Work to do: Swap "drop a dot" for "place a point" everywhere in the lines below and repeat them with nothing else changed.

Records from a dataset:
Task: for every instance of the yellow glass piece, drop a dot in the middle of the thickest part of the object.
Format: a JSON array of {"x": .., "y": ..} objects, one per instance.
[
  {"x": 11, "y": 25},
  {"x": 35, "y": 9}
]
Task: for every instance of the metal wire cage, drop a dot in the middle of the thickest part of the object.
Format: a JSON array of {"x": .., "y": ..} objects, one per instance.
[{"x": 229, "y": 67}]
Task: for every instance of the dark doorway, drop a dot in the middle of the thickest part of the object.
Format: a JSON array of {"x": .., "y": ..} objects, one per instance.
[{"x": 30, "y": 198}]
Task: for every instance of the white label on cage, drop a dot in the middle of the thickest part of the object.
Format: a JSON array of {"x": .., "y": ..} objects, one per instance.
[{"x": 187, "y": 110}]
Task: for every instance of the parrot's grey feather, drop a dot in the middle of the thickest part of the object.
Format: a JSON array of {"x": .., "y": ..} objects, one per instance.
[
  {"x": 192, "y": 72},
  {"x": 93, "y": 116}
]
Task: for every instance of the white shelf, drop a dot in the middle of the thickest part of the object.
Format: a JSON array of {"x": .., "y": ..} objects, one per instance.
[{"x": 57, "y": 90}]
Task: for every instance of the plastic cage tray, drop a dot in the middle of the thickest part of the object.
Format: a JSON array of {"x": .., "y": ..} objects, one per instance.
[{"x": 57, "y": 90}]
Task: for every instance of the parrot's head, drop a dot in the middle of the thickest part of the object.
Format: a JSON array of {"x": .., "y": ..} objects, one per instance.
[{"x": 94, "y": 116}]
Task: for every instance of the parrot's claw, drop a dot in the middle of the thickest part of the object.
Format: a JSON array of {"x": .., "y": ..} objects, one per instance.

Answer in full:
Task: for every instance of the yellow glass piece, place a point in the middle of the thickest part of the object.
Format: a JSON array of {"x": .., "y": ..} objects, one per instance.
[
  {"x": 11, "y": 25},
  {"x": 35, "y": 9}
]
Task: for every instance of the metal wire cage, place a point in the middle of the thickest part of the object.
Format: a JSON array of {"x": .., "y": ..} objects, one per instance.
[{"x": 229, "y": 67}]
Task: for every instance of the dark doorway, place a point in the middle of the thickest part of the object.
Format: a JSON array of {"x": .., "y": ..} objects, one per instance.
[{"x": 30, "y": 198}]
Task: for every instance of the white label on cage, place a point in the middle of the thickest part of the object.
Format: a JSON array of {"x": .., "y": ..} objects, one per instance.
[{"x": 187, "y": 110}]
Task: for every instance of the parrot's grey feather, place a point in the middle of the thickest part of the object.
Format: a JSON array of {"x": .., "y": ..} objects, one per instance.
[
  {"x": 192, "y": 72},
  {"x": 93, "y": 116}
]
Task: for every instance of the white shelf, place a point in the middle of the thickest part of the object.
Format: a JSON array of {"x": .., "y": ..} objects, one per instance.
[{"x": 57, "y": 90}]
Task: for every instance of the plastic cage tray, place a point in the middle of the thickest part of the object.
Format: a JSON array of {"x": .., "y": ..} objects, one per instance.
[{"x": 57, "y": 90}]
Task: for every instance of the parrot's head, place a point in the middle of the thickest part of the object.
Format: a JSON array of {"x": .., "y": ..} objects, one per instance.
[{"x": 94, "y": 116}]
Task: for every instance of the parrot's claw, place a point in the middle of the thickest part of the object.
Format: a JSON array of {"x": .., "y": ..} objects, one per instance.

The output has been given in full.